▶ **Explore the material**
A. Translate this sentence from the report on Loughner's medication into Spanish: "Loughner’s attorneys say their client has been on 24-hour suicide watch, but he denies having suicidal thoughts."
B. Summarize the report on Loughner's medication in two sentences.
C. Write a continuation of the report on Loughner's medication, picking up after its final sentence.

▶ **Text for analysis**

Loughner’s forcible medication resumes
PHOENIX - Lawyers for the suspect in the Tucson shooting rampage say prison officials have resumed forcibly medicating their client with a psychotropic drug.
In filings yesterday, attorneys for Jared Lee Loughner questioned whether the forced medication violates an earlier order by the US Court of Appeals for the Ninth Circuit that forbids them from involuntarily medicating Loughner as the court mulls an appeal on his behalf.
The filings say officials at the federal prison facility in Missouri resumed the forced medication on an emergency basis because Loughner had become an immediate threat to himself.
Loughner’s attorneys say their client has been on 24-hour suicide watch, but he denies having suicidal thoughts.
He has pleaded not guilty to 49 charges in the January mass shooting that killed six people and wounded 13 others, including Representative Gabrielle Giffords.
In a July 12 ruling, the appeals court said Loughner’s interest in not suffering the risk of side effects from powerful drugs is stronger than the government’s interest in protecting him and those around him. But it said authorities can take steps to maintain the safety of prison officials, other inmates, or Loughner, including forcibly administering tranquilizers.
The court’s order said he was not a danger to himself.
Loughner had previously been forcibly medicated between June 21 and July 1 at the federal prison facility in Springfield, Mo., after prison officials determined his outbursts there posed a danger to others.

[Records from a collection]

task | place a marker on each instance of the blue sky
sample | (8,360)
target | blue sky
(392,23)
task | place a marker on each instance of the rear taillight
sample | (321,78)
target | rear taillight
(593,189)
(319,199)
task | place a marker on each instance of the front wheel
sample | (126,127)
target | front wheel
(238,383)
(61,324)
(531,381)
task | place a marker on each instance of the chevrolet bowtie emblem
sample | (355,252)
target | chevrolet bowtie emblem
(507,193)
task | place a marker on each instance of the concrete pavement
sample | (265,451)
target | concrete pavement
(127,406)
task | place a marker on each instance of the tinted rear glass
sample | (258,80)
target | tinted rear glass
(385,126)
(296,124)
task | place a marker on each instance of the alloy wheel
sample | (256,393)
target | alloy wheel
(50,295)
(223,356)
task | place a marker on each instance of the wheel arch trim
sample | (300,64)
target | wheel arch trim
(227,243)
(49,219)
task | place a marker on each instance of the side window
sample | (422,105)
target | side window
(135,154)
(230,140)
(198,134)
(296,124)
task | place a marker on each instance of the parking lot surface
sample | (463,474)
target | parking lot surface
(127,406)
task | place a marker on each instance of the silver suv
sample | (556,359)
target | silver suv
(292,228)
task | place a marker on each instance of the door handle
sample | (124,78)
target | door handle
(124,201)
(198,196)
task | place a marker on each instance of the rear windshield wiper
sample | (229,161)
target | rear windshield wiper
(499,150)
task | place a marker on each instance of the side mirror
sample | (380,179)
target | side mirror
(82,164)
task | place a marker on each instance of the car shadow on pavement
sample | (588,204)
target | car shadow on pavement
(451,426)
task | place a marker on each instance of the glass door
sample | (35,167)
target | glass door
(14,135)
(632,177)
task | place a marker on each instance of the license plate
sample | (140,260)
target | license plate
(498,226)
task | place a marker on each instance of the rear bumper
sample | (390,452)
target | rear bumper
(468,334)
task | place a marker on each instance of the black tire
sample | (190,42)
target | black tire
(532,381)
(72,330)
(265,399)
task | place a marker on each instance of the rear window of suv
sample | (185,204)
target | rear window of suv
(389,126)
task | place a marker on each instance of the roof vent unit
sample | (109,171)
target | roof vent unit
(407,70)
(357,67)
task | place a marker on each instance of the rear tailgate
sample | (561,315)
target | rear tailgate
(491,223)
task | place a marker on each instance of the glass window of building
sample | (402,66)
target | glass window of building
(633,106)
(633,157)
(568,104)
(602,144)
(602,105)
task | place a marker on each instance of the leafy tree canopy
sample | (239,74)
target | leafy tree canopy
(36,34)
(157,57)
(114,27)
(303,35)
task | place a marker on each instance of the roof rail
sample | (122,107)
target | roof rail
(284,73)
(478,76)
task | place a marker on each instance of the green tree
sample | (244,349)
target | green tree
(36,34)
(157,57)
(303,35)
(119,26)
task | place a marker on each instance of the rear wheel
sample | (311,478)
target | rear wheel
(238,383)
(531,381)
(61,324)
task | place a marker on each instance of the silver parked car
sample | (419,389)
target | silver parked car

...

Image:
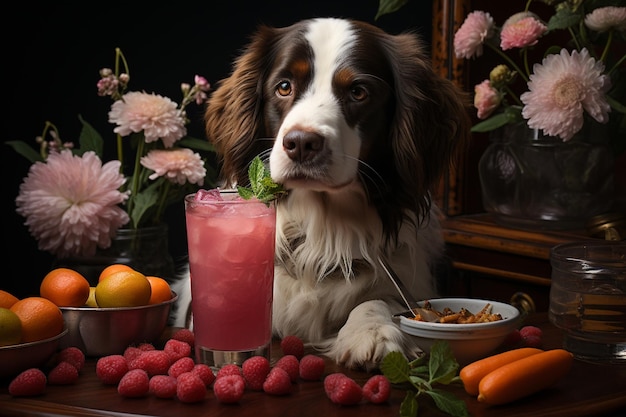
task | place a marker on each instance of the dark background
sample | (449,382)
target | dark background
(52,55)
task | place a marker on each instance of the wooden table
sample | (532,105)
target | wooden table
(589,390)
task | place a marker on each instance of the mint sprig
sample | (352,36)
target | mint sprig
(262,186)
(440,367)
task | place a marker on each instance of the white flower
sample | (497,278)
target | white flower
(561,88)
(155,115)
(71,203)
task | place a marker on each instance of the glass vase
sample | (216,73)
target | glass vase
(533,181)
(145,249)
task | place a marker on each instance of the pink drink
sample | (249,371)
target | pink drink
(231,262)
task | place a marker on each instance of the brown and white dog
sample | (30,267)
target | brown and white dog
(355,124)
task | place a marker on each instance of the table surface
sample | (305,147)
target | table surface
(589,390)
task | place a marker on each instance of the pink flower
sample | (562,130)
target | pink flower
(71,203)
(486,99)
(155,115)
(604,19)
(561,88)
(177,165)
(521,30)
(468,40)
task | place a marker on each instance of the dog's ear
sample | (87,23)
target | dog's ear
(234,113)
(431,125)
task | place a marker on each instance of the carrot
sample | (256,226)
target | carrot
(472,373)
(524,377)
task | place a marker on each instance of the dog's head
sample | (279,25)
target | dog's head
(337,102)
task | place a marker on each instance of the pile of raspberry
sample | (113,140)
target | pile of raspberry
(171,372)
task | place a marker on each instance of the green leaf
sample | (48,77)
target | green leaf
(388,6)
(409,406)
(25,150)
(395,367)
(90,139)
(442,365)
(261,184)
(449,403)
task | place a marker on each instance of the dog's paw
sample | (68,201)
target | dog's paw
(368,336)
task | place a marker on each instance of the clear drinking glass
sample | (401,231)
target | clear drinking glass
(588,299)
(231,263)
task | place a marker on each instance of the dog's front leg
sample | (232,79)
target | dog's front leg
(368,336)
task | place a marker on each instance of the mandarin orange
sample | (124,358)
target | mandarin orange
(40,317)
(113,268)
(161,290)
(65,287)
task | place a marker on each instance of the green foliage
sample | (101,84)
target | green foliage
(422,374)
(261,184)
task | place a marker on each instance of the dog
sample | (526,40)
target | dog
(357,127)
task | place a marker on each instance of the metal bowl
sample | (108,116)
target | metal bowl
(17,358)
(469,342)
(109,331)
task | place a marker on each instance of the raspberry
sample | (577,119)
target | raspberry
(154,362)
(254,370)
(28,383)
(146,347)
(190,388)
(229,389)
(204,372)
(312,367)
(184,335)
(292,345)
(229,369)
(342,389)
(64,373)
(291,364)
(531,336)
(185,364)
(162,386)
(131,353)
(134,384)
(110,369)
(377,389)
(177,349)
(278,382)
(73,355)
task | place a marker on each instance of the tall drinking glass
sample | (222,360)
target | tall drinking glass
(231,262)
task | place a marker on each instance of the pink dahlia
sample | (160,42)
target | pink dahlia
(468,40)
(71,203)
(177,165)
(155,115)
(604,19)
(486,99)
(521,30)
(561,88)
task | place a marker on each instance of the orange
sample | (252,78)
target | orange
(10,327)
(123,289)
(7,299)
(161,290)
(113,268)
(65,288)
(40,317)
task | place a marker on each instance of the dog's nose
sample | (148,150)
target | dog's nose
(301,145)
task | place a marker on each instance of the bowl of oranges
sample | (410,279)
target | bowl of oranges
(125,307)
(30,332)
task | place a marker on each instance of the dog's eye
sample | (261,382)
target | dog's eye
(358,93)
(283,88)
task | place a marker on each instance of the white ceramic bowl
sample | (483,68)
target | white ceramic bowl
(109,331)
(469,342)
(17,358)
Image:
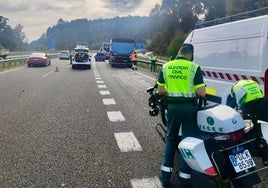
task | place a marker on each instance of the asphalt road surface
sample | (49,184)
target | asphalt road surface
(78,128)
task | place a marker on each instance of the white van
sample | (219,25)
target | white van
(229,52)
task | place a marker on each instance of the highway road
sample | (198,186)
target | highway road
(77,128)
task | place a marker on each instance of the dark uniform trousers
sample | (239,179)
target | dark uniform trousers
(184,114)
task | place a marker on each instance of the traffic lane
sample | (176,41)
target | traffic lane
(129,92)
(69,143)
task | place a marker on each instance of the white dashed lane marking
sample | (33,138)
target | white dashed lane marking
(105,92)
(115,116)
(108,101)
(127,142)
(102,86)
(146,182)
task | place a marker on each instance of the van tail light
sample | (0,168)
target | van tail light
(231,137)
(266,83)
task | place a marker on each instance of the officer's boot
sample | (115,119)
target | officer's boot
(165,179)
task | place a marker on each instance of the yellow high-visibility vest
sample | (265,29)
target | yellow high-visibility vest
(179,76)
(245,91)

▶ **Answers to each task**
A. Los abogados de Loughner dicen que su cliente ha estado bajo vigilancia contra el suicidio las 24 horas, pero él niega tener pensamientos suicidas.

B. Lawyers for Jared Lee Loughner, the suspect in the Tucson shooting rampage, say officials at a federal prison facility in Missouri have resumed forcibly medicating him with a psychotropic drug on an emergency basis because he had become an immediate threat to himself. His attorneys questioned whether this violates a Ninth Circuit order that forbids involuntarily medicating him while the court considers his appeal, an order that also said he was not a danger to himself.

C.
In the latest round of forced medication, Loughner was given twice daily dose of an oral solution of Risperidone, a drug used for people with schizophrenia, bipolar disorder, and severe behavior problems.
His lawyers say he faced a threat of being injected with Haloperidol - an antipsychotic drug used to treat schizophrenia and Tourette syndrome - if he refused to take the other drug.
The appeals court is considering the larger question of whether the decision to forcibly medicate Loughner with psychotropic drugs can be made by prison officials or a judge.
Loughner’s attorneys argued the decision to forcibly medicate their client solely on the basis of an administrative hearing by prison officials had violated his due-process rights.
Prosecutors have said the appeal is without merit because Loughner’s attorneys are asking the lower court judge to substitute his ruling on whether Loughner poses a danger while in prison with the conclusions of mental health professionals.